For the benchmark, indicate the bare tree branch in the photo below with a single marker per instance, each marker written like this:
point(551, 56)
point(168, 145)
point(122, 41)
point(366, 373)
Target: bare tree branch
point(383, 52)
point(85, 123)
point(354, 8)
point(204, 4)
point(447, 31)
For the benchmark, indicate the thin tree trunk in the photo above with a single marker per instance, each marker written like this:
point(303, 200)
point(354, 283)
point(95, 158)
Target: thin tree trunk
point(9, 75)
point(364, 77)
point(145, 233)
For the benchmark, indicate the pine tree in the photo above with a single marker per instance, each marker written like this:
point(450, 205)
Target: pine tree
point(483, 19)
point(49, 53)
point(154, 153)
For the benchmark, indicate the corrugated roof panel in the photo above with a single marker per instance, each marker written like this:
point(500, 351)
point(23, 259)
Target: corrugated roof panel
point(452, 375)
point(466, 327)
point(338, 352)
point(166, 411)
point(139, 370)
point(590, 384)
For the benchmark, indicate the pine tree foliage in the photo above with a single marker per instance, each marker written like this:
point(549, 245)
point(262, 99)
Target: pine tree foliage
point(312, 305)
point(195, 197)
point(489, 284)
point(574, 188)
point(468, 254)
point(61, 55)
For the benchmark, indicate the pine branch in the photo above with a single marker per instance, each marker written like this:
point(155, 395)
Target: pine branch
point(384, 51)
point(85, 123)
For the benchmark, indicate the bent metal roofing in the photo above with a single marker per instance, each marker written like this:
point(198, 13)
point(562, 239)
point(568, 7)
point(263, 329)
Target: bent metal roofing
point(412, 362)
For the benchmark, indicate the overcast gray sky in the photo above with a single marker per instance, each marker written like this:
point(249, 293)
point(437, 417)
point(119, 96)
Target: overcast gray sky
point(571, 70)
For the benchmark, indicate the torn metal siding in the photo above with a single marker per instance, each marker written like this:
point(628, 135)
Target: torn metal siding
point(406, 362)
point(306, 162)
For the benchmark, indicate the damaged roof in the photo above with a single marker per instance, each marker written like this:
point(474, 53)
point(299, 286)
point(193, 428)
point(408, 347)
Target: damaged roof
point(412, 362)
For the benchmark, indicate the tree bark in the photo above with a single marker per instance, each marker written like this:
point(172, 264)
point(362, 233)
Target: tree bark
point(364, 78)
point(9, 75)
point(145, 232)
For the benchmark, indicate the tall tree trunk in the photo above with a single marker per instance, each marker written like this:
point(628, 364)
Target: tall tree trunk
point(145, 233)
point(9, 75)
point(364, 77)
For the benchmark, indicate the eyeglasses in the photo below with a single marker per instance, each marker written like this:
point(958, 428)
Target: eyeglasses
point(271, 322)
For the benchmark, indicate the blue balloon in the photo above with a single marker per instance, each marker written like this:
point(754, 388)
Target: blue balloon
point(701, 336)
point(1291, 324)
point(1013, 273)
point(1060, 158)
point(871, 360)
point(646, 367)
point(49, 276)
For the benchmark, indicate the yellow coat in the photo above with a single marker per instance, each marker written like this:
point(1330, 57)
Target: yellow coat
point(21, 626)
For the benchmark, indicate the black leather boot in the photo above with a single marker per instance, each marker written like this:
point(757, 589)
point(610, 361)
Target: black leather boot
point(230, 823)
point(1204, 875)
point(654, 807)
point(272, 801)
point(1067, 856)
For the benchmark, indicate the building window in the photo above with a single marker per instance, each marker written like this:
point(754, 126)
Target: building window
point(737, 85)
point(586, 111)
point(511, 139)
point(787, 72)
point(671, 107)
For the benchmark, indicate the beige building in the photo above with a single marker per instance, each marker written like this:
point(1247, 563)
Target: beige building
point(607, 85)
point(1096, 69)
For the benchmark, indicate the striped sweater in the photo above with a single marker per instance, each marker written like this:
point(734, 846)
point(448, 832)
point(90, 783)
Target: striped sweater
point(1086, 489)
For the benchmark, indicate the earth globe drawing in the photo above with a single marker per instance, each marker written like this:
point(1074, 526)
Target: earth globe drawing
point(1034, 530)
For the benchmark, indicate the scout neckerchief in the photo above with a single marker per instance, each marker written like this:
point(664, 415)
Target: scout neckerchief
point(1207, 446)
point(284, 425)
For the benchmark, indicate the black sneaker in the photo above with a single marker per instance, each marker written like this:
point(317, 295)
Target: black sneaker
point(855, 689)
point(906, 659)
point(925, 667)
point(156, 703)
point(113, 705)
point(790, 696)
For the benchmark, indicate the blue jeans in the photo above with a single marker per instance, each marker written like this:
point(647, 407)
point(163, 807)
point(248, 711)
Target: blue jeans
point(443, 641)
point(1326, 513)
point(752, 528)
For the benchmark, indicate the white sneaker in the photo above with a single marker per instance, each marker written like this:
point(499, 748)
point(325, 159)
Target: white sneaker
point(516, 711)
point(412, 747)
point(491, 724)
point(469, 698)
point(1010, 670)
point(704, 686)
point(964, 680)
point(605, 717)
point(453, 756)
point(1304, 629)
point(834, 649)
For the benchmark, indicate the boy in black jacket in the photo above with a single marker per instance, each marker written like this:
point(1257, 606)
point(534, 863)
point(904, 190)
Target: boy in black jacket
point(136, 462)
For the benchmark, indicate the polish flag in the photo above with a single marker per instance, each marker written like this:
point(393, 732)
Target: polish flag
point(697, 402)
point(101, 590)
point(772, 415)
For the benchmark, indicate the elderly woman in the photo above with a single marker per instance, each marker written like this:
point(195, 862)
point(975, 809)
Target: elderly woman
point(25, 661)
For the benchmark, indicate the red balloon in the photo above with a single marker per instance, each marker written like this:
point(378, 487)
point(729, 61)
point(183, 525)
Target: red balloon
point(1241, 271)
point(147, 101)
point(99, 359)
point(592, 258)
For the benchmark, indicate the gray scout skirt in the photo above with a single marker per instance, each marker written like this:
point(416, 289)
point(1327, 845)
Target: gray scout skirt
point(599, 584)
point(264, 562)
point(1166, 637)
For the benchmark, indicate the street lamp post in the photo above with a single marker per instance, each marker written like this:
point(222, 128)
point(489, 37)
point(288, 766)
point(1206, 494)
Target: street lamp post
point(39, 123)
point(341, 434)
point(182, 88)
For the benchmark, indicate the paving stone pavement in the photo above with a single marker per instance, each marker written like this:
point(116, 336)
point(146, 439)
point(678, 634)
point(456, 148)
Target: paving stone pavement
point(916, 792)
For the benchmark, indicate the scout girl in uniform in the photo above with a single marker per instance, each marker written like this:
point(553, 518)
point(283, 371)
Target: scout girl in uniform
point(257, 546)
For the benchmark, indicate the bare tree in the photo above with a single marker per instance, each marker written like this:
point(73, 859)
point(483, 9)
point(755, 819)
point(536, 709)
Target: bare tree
==========
Convert all of the rows above into a Markdown table with the columns No. and Row text. Number each row and leave out blank lines.

*Task response*:
| No. | Row text |
|---|---|
| 1 | For the benchmark, indicate the bare tree branch in the photo below with a single marker per instance, each marker written like this: |
| 2 | point(551, 56) |
| 3 | point(168, 145) |
| 4 | point(122, 41) |
| 5 | point(366, 373) |
| 6 | Target: bare tree branch |
| 7 | point(383, 52) |
| 8 | point(85, 123) |
| 9 | point(354, 8) |
| 10 | point(204, 4) |
| 11 | point(447, 31) |
| 12 | For the benchmark, indicate the thin tree trunk in the photo above with a single marker per instance, each marker written like this: |
| 13 | point(303, 200) |
| 14 | point(354, 283) |
| 15 | point(95, 158) |
| 16 | Target: thin tree trunk |
| 17 | point(9, 75) |
| 18 | point(364, 77) |
| 19 | point(145, 233) |
| 20 | For the benchmark, indicate the pine tree in the photo above with a single marker per instance, each marker written like this: |
| 21 | point(450, 205) |
| 22 | Target: pine tree |
| 23 | point(483, 19) |
| 24 | point(49, 53) |
| 25 | point(154, 153) |
| 26 | For the benchmark, indicate the corrugated roof panel in the photo above with a single marker per instance, each marker written like this: |
| 27 | point(500, 351) |
| 28 | point(23, 259) |
| 29 | Target: corrugated roof panel |
| 30 | point(452, 375) |
| 31 | point(466, 327) |
| 32 | point(338, 352) |
| 33 | point(166, 411) |
| 34 | point(139, 370) |
| 35 | point(590, 384) |
| 36 | For the benchmark, indicate the pine tree foliage in the photo above with a single marker per instance, each marker written like this: |
| 37 | point(549, 245) |
| 38 | point(262, 99) |
| 39 | Target: pine tree foliage |
| 40 | point(312, 305) |
| 41 | point(195, 197) |
| 42 | point(489, 284) |
| 43 | point(574, 188) |
| 44 | point(468, 254) |
| 45 | point(61, 55) |
| 46 | For the benchmark, indicate the pine branch in the photo above with a single marker per instance, each marker written like this: |
| 47 | point(155, 395) |
| 48 | Target: pine branch |
| 49 | point(384, 51) |
| 50 | point(85, 123) |
| 51 | For the benchmark, indicate the bent metal roofing in the photo above with a single marker per instance, each marker written like this: |
| 52 | point(198, 13) |
| 53 | point(562, 239) |
| 54 | point(568, 7) |
| 55 | point(263, 329) |
| 56 | Target: bent metal roofing |
| 57 | point(412, 362) |
| 58 | For the benchmark, indicate the overcast gray sky in the photo above with a single marker per instance, each marker written like this: |
| 59 | point(249, 293) |
| 60 | point(437, 417) |
| 61 | point(119, 96) |
| 62 | Target: overcast gray sky |
| 63 | point(571, 70) |
| 64 | For the benchmark, indicate the torn metal siding in the photo above with a single marker per instance, each marker written like this: |
| 65 | point(628, 135) |
| 66 | Target: torn metal siding |
| 67 | point(406, 362) |
| 68 | point(306, 162) |
| 69 | For the benchmark, indicate the damaged roof in the photo above with a single marker per instance, each marker written like this: |
| 70 | point(474, 53) |
| 71 | point(299, 286) |
| 72 | point(193, 428) |
| 73 | point(408, 347) |
| 74 | Target: damaged roof |
| 75 | point(412, 362) |
| 76 | For the benchmark, indicate the tree bark in the photo above with a single marker per instance, each marker written like this: |
| 77 | point(172, 264) |
| 78 | point(362, 233) |
| 79 | Target: tree bark |
| 80 | point(364, 78) |
| 81 | point(9, 75) |
| 82 | point(145, 232) |
| 83 | For the benchmark, indicate the tall tree trunk in the photo above with a single marker per instance, each marker written like this: |
| 84 | point(628, 364) |
| 85 | Target: tall tree trunk |
| 86 | point(145, 233) |
| 87 | point(9, 75) |
| 88 | point(364, 77) |
| 89 | For the benchmark, indicate the eyeglasses in the photo below with a single marker per instance, each marker written like this: |
| 90 | point(958, 428) |
| 91 | Target: eyeglasses |
| 92 | point(271, 322) |
| 93 | For the benchmark, indicate the blue balloon in the photo above with a single marker per instance, each marker written like this: |
| 94 | point(754, 388) |
| 95 | Target: blue balloon |
| 96 | point(701, 336) |
| 97 | point(1291, 324) |
| 98 | point(1013, 273) |
| 99 | point(1060, 158) |
| 100 | point(871, 360) |
| 101 | point(646, 367) |
| 102 | point(49, 276) |
| 103 | For the benchmark, indicate the yellow coat in the photo above with a single marker per instance, each marker written like this: |
| 104 | point(1330, 57) |
| 105 | Target: yellow coat |
| 106 | point(21, 626) |
| 107 | For the benchmark, indicate the black leather boot in the photo above with a single marker per instance, each marker written like this: |
| 108 | point(757, 589) |
| 109 | point(610, 361) |
| 110 | Target: black leather boot |
| 111 | point(230, 823) |
| 112 | point(1204, 875) |
| 113 | point(654, 807) |
| 114 | point(272, 801) |
| 115 | point(1067, 856) |
| 116 | For the benchmark, indicate the building window in the photo above with a single marker per instance, each marker written like this: |
| 117 | point(754, 126) |
| 118 | Target: building window |
| 119 | point(737, 85) |
| 120 | point(586, 111) |
| 121 | point(511, 139) |
| 122 | point(787, 72) |
| 123 | point(671, 107) |
| 124 | For the benchmark, indicate the beige building in the photo above with a single marker per instance, each marker written like this: |
| 125 | point(1247, 563) |
| 126 | Target: beige building |
| 127 | point(607, 85) |
| 128 | point(1096, 69) |
| 129 | For the benchmark, indicate the striped sweater in the photo above with a single marker per instance, each marker written like this: |
| 130 | point(734, 846) |
| 131 | point(448, 832) |
| 132 | point(90, 783) |
| 133 | Target: striped sweater |
| 134 | point(1086, 489) |
| 135 | For the benchmark, indicate the earth globe drawing in the photo above with a single marker per instance, each marker written like this: |
| 136 | point(1074, 526) |
| 137 | Target: earth globe drawing |
| 138 | point(1034, 530) |
| 139 | For the benchmark, indicate the scout neckerchief in the photo above with a single marker per instance, each marker written like this: |
| 140 | point(664, 415) |
| 141 | Target: scout neckerchief |
| 142 | point(1207, 446) |
| 143 | point(284, 425) |
| 144 | For the benchmark, indicate the black sneaker in the photo above with a single marker per instance, each marker written like this: |
| 145 | point(317, 295) |
| 146 | Target: black sneaker |
| 147 | point(855, 689) |
| 148 | point(906, 659) |
| 149 | point(925, 667) |
| 150 | point(156, 703) |
| 151 | point(113, 705) |
| 152 | point(790, 696) |
| 153 | For the benchmark, indicate the blue jeans in the photo above with a single marker per instance, each marker written like this: |
| 154 | point(647, 407) |
| 155 | point(163, 807) |
| 156 | point(248, 711) |
| 157 | Target: blue jeans |
| 158 | point(443, 641) |
| 159 | point(1326, 513) |
| 160 | point(752, 528) |
| 161 | For the benchmark, indicate the white sneaker in the photo above with a single marker per instance, each marker written like this: |
| 162 | point(499, 748) |
| 163 | point(325, 159) |
| 164 | Target: white sneaker |
| 165 | point(516, 711) |
| 166 | point(412, 747) |
| 167 | point(491, 724) |
| 168 | point(469, 698) |
| 169 | point(1010, 670) |
| 170 | point(704, 686) |
| 171 | point(964, 680) |
| 172 | point(605, 717) |
| 173 | point(453, 756) |
| 174 | point(1304, 629) |
| 175 | point(834, 649) |
| 176 | For the benchmark, indicate the boy in black jacket in the photo above with a single marker per instance, each marker written like this: |
| 177 | point(1257, 606) |
| 178 | point(534, 863) |
| 179 | point(904, 190) |
| 180 | Target: boy in black jacket |
| 181 | point(136, 462) |
| 182 | For the benchmark, indicate the polish flag in the photo above with a single marker per instance, each marker written like this: |
| 183 | point(393, 732) |
| 184 | Target: polish flag |
| 185 | point(697, 402) |
| 186 | point(101, 590) |
| 187 | point(772, 415) |
| 188 | For the benchmark, indicate the elderly woman in the photo above with a single marker per instance, each marker written like this: |
| 189 | point(195, 862) |
| 190 | point(975, 809) |
| 191 | Target: elderly woman |
| 192 | point(25, 661) |
| 193 | For the benchmark, indicate the red balloon in the photo above with a single marker per instance, each marker written like this: |
| 194 | point(378, 487) |
| 195 | point(729, 61) |
| 196 | point(183, 525) |
| 197 | Target: red balloon |
| 198 | point(1241, 271) |
| 199 | point(147, 101) |
| 200 | point(99, 359) |
| 201 | point(592, 258) |
| 202 | For the benchmark, indicate the gray scout skirt in the photo above with a single marker per instance, each marker written like this: |
| 203 | point(416, 289) |
| 204 | point(1327, 845) |
| 205 | Target: gray scout skirt |
| 206 | point(599, 584) |
| 207 | point(264, 562) |
| 208 | point(1166, 637) |
| 209 | For the benchmark, indicate the street lamp post in the photo above with a single marker per instance, each marker written like this: |
| 210 | point(222, 128) |
| 211 | point(489, 37) |
| 212 | point(288, 766) |
| 213 | point(1206, 494) |
| 214 | Target: street lamp post |
| 215 | point(39, 123) |
| 216 | point(341, 434) |
| 217 | point(182, 88) |
| 218 | For the benchmark, indicate the paving stone pavement in the photo above with a single marker per instance, each marker written like this: |
| 219 | point(116, 336) |
| 220 | point(146, 439) |
| 221 | point(678, 634) |
| 222 | point(456, 148) |
| 223 | Target: paving stone pavement |
| 224 | point(916, 792) |
| 225 | For the benchmark, indicate the scout girl in uniform in the photo above with a single marker per instance, each marker written like this: |
| 226 | point(553, 518) |
| 227 | point(283, 371) |
| 228 | Target: scout girl in uniform |
| 229 | point(257, 546) |
| 230 | For the benchmark, indicate the bare tree in the photo above with a single marker per instance, each marker written like this: |
| 231 | point(73, 859) |
| 232 | point(483, 9) |
| 233 | point(755, 819) |
| 234 | point(536, 709) |
| 235 | Target: bare tree |